(EXERCISE DETAILS)
Check each line of the entries below for the word "Sample" and state only how many lines have it.

⟨

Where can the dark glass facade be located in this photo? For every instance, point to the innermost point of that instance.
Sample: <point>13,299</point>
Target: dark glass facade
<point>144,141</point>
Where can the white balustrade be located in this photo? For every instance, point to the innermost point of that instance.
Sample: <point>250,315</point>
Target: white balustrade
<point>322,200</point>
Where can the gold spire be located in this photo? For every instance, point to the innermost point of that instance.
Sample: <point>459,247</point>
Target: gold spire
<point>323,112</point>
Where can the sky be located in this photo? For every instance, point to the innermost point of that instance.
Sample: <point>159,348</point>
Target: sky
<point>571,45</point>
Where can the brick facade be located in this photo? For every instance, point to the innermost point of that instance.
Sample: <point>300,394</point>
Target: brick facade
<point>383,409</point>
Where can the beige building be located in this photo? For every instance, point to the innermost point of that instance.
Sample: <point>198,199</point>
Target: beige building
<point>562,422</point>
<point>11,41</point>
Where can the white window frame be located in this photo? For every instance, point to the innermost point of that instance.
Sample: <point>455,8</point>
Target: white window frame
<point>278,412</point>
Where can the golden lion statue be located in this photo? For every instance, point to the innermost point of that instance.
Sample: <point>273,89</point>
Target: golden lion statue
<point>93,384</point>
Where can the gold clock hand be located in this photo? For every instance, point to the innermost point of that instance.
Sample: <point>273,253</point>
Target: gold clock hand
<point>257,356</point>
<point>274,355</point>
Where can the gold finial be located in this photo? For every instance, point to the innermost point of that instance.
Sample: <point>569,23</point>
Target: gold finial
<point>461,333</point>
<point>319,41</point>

⟩

(EXERCISE ANSWER)
10